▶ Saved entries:
>>>
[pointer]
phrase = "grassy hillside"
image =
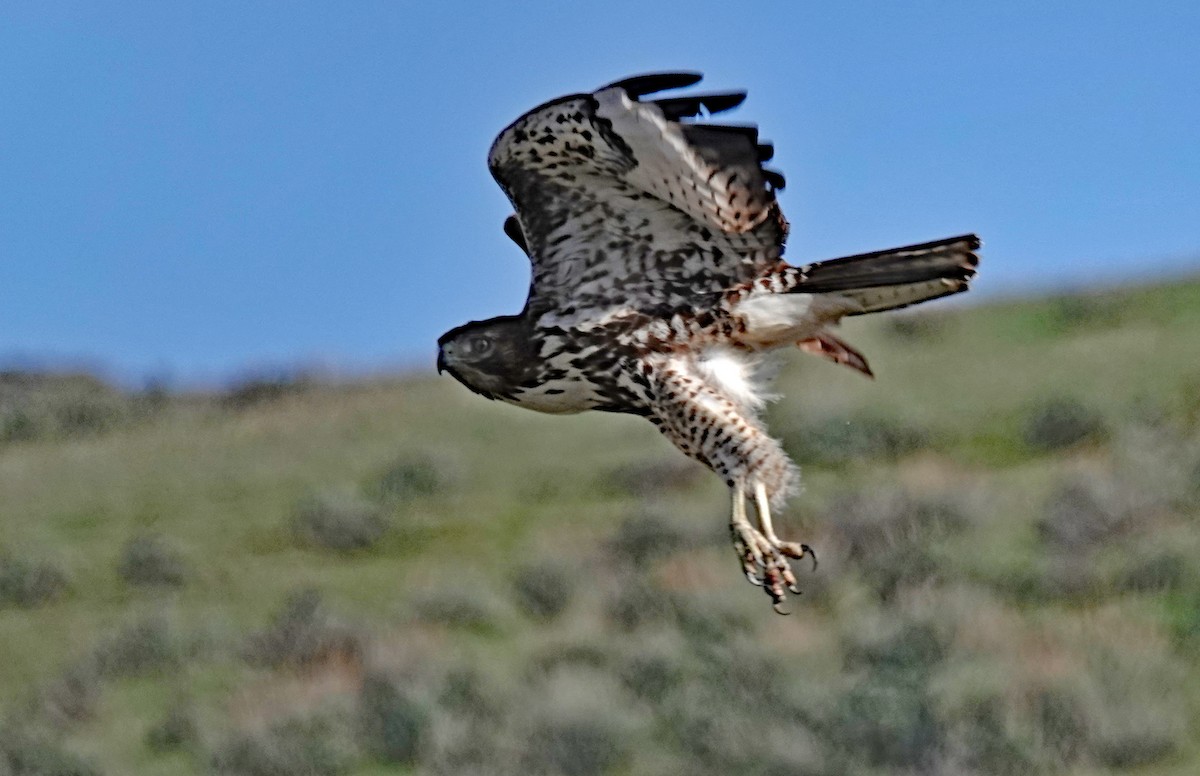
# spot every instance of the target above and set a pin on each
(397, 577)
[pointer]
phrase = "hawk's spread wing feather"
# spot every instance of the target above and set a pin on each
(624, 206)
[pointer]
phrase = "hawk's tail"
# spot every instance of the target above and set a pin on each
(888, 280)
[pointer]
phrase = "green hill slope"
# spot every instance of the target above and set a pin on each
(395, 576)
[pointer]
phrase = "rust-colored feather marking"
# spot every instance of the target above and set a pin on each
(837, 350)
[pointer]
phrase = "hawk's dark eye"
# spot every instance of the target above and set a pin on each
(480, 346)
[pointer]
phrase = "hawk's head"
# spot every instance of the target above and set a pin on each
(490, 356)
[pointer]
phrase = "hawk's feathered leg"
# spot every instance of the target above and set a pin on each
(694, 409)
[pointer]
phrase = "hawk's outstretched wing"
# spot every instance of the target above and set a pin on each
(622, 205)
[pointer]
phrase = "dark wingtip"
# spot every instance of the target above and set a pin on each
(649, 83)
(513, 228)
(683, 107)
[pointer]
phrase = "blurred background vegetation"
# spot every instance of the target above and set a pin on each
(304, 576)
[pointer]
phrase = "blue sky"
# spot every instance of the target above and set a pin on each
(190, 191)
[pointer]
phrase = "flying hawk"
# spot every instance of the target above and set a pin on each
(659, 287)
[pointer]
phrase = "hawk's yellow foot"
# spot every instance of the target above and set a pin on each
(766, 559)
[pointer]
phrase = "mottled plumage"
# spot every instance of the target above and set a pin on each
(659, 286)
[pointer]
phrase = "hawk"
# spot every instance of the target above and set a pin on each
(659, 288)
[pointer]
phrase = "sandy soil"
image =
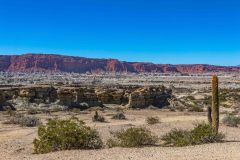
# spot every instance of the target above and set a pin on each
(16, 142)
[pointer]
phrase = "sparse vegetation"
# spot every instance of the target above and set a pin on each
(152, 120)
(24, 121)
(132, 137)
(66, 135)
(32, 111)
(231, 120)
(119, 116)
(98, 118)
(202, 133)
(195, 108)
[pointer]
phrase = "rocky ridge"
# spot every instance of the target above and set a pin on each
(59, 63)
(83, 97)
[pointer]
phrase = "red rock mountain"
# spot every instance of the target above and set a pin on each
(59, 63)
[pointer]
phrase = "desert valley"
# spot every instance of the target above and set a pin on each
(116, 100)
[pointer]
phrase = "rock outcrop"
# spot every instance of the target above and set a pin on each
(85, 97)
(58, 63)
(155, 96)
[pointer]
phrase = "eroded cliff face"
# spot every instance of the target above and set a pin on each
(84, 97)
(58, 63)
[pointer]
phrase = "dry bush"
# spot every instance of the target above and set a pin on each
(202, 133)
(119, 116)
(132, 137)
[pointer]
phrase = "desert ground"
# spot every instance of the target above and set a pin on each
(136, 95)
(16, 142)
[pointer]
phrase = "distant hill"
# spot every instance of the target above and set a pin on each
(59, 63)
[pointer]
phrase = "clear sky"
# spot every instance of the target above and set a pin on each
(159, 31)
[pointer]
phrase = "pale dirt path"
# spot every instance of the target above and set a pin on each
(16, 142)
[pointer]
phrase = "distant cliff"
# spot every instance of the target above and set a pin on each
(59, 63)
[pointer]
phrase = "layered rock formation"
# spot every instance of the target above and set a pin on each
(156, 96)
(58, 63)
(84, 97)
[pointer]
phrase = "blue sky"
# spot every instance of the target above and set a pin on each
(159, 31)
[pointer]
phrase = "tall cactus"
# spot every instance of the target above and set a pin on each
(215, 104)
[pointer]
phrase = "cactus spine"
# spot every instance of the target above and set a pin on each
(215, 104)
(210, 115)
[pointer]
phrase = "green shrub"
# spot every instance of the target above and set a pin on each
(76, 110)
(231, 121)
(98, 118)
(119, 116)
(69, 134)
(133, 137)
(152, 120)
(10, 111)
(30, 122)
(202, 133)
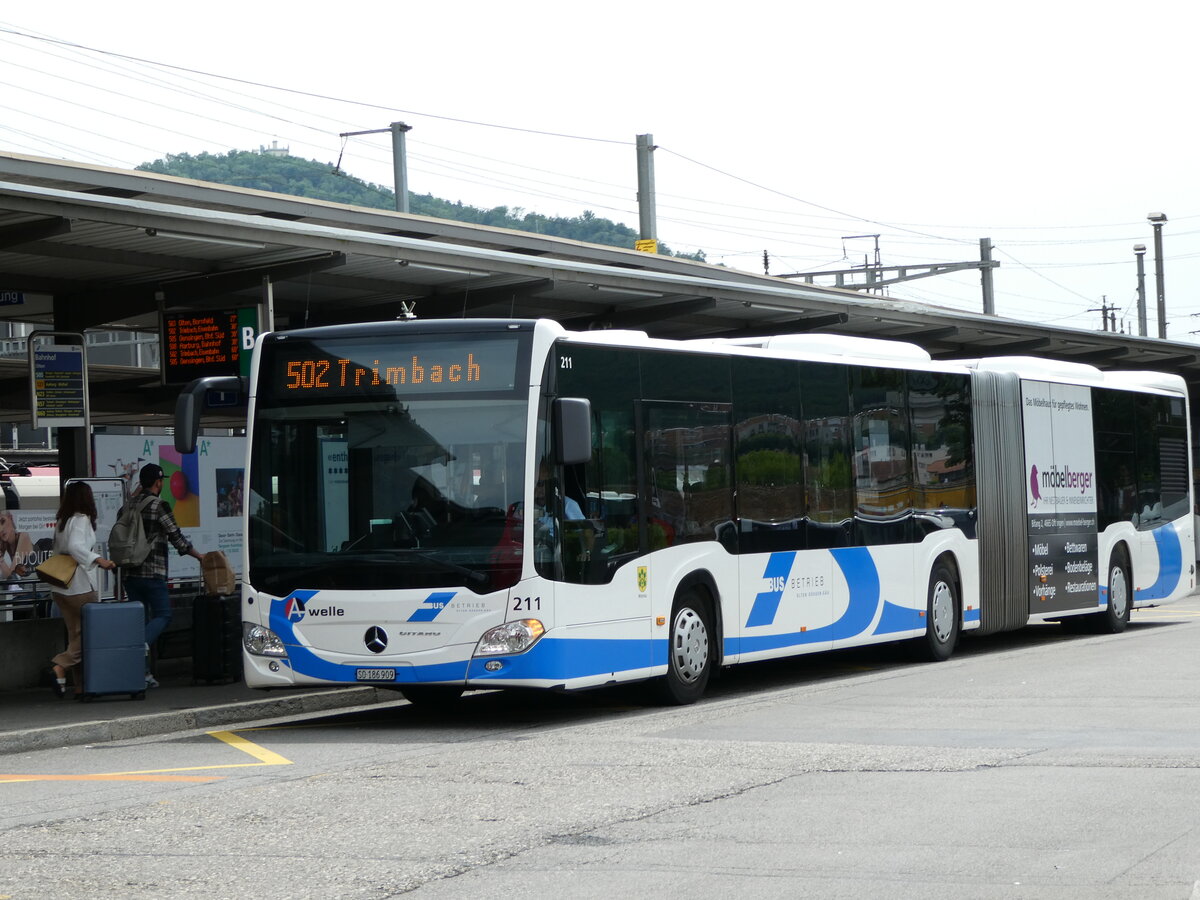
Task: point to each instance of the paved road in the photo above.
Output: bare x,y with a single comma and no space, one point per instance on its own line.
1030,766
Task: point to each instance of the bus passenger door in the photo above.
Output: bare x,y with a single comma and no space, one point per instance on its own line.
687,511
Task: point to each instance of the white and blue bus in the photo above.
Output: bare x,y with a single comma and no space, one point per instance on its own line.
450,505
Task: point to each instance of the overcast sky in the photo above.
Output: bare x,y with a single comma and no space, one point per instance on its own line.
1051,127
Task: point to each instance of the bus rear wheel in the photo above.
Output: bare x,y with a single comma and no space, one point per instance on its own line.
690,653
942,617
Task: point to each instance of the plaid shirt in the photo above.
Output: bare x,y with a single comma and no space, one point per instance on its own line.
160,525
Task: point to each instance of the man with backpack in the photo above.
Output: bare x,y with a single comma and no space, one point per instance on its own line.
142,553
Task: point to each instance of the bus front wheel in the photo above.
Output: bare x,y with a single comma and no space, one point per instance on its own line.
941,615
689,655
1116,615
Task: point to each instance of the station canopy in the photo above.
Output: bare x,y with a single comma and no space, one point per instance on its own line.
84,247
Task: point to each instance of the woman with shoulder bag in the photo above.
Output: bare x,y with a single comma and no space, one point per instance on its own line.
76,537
<<<
▶ Task details:
Write out each line above that contains the word "cliff".

▶ Response to this exercise:
phrase = "eroded cliff face"
phrase = "distant cliff"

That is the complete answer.